Mais voici une meilleure comparaison qui exprimera mieux ma pensée. Comparons l'homme austère à un langage sec et un style raboteux, l'homme sympathique à un langage châtié et brillant. Acceptons-nous un mensonge parce qu'il est bien dit ? Rejetons-nous une vérité parce qu'elle est mal exprimée ? Non. Eh bien ! Le vice ne doit pas nous plaire chez l'homme agréable, ni la vertu nous déplaire chez l'homme austère.

 

Mais supposons maintenant deux orateurs défendant une cause. L'un parle mal, son style est aride et confus ; l'autre est brillant, son style est orné, habile, véhément. Aussi longtemps qu'on ignore celui des deux qui s'appuie sur la vérité et celui qui ment, quoi d'étonnant si l'on écoute avec plaisir celui qui par l'habilité de son discours, arrive à se concilier des adversaires et intéresser des indifférents. Dès l'exorde, il a su gagner l'attention de ses auditeurs qu'il a rendus ouverts et dociles. À des gens qui ignoraient où tendait son discours, il a eu l'art de suggérer ce qu'ils devaient en attendre. Si nous supposons maintenant que tous les deux présentent des thèses également nobles et vraies, ce ne sera pas sans un certain ennui qu'on acceptera la vérité du premier, tandis qu'on la recevra du second avec enthousiasme et reconnaissance. Plus on voit le côté agréable d'une vérité, plus on est enclin à en faire son profit. Si le moins éloquent de ces deux orateurs présente des idées profondes, tandis que le plus éloquent exprime des idées plus superficielles, c'est à coup sûr ce dernier qui remportera plus de succès. Car il faut beaucoup de courage pour résister à l'ennui quand des arguments, même très beaux, sont présentés d'une façon inepte. Ce qu'on n'a pas de plaisir à comprendre, on n'y croira pas volontiers.

 

Il n'en va pas autrement de nos sympathies. Voici nos deux hommes : l'un réjouit tout le monde par son affabilité, sa bienveillance et sa conversation enjouée ; l'autre fait presque peur par son austérité, sa froideur et ses airs trop sérieux. Aussi longtemps que nous ne savons pas si ces apparences recouvrent des vertus ou des vices, qui nous reprocherait d'accorder notre sympathie au premier et de la refuser au second, non par la volonté ou par raison, mais tout simplement parce que ce dernier n'est guère attirant ?

 

Maintenant, si nous savons qu'ils sont aussi vertueux l'un que l'autre, et même si le plus sympathique l'est un peu moins, il n'y a rien d'étonnant à ce que nous apprécions plus celui dont la vertu transparaît sur un visage agréable, tout comme nous préférions la vérité présentée en termes élégants. Et notre esprit se rebiffe et ne reconnaît que de mauvais gré la vertu dont fait preuve un homme dur et austère, tout comme elle n'acceptait pas facilement une vérité mal exprimée.

....

■ Exercice écrit 1:
Répondez brièvement à ces questions sur l'extrait sur l'éloquence et la sympathie :
(a) Dans la comparaison du début, à quoi l'homme austère est-il comparé ?
(b) Si le moins éloquent des deux orateurs présente des idées profondes et le plus éloquent des idées plus superficielles, lequel remportera plus de succès ?
(c) Par quels traits le second des deux hommes fait-il presque peur ?
■ Exercice écrit 2:
Dans l'extrait sur l'éloquence et la sympathie, reformulez plus brièvement le paragraphe qui commence par « Il n'en va pas autrement de nos sympathies », en conservant ses idées principales.
■ Exercice écrit 3:
Écrivez la suite de l'extrait sur l'éloquence et la sympathie à partir de sa dernière phrase.
La liste ci-après provient d'une autre source.

■ Informations fournies:
....

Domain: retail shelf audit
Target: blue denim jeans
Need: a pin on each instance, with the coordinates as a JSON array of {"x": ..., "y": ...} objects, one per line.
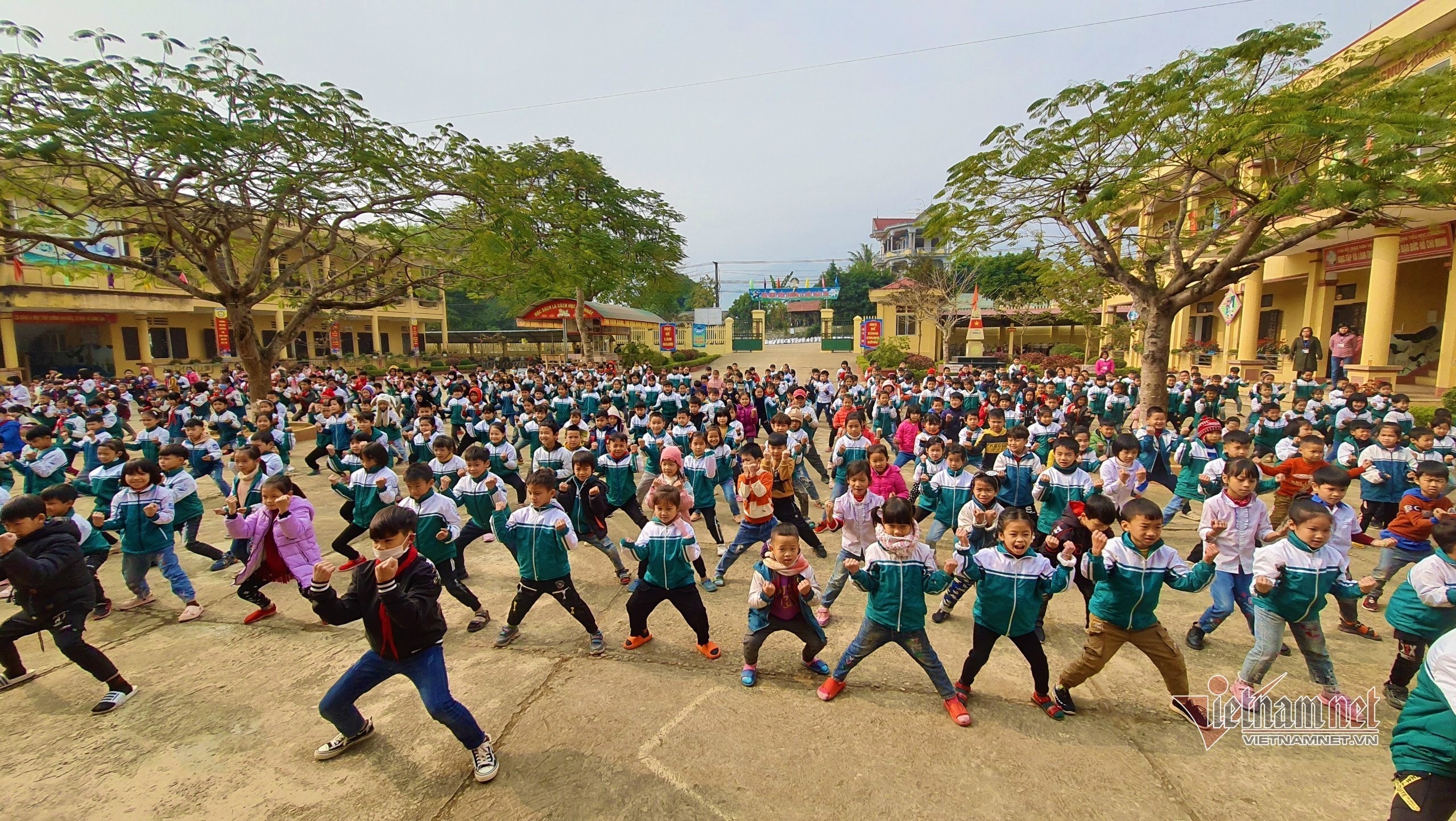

....

■ Résultat de l'exercice 1:
(a) À un langage sec et un style raboteux.
(b) Le plus éloquent.
(c) Par son austérité, sa froideur et ses airs trop sérieux.

■ Résultat de l'exercice 2:
Nos sympathies fonctionnent de la même manière. Le premier homme réjouit chacun par son affabilité, sa bienveillance et sa conversation enjouée. Le second fait presque peur par son austérité, sa froideur et ses airs trop sérieux. Tant qu'on ignore si ces apparences cachent des vertus ou des vices, on ne peut nous reprocher de préférer le premier et de refuser notre sympathie au second. Ce choix ne vient ni de la volonté ni de la raison : le second est simplement peu attirant.

■ Résultat de l'exercice 3:
 

Mais il y a une éloquence qui sied aux jeunes et une autre qui plait chez un vieillard. Ce qui chez un jeune est ardeur et vivacité d'esprit, serait légèreté chez un homme plus âgé. Chez un jeune homme, la gaieté, la vivacité, l'admiration facile et le goût de l'action ne sont pas plus répréhensibles qu'une allure plus grave, plus digne, une joie plus réservée et un sourire plus discret chez l'homme mûr.

 

Cependant, quoi qu'il en soit de ces attraits, la loi de la charité sera observée si l'on écoute la raison, ne témoignant pas une affection exagérée à l'un et ne refusant pas à un autre ce à quoi il a droit. Mais comme ces attraits ne sont pas affaire de volonté, qu'ils nous surprennent parfois contre notre gré ou nous fuient quand nous aimerions en faire l'expérience, nous dirons que l'attrait n'est que la cause de l'amour. Il n'y aura pas encore amour quand l'attrait aura ému l'âme, mais seulement quand l'âme aura dirigé son mouvement d'après cet attrait. Il en est de même du mouvement causé par la raison.

 

L'amour naît de l'attrait lorsque l'esprit consent à cet attrait. L'amour naît de la raison, quand la volonté consent à la raison. Mais un troisième genre existe, synthèse des deux premiers, où la raison et l'attrait se rejoignent dans la volonté. Le premier amour, né du sentiment d'une douce expérience, est agréable mais non sans danger ; le second, éclairé par la raison est dénué de charme, mais porte son fruit ; le troisième, enfin, est parfait car l'esprit y goûte la pure joie d'aimer. Ce dernier genre d'amour diffère du premier en ceci que dans le premier, on aime ce qu'il faut aimer, mais surtout à cause de la douceur de l'attrait, tandis qu'ici, on l'aime non parce qu'il est attirant, mais parce qu'il est digne d'amour et par là même attirant.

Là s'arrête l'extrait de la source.